[Opening TASK MATERIAL section]

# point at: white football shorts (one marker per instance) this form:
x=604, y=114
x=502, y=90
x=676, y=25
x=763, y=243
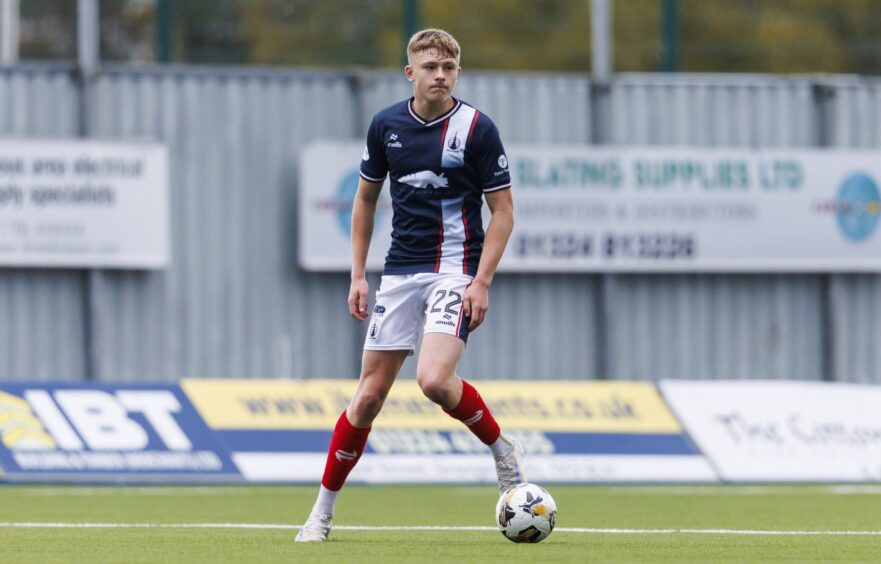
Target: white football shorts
x=408, y=303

[Closing TASK MATERIAL section]

* TASK DESCRIPTION: Please retype exactly the lines from the one containing "x=604, y=114" through the last line of the records, both included, leaving out every picture.

* RESPONSE AREA:
x=604, y=114
x=502, y=90
x=676, y=25
x=763, y=243
Target: white football shorts
x=408, y=303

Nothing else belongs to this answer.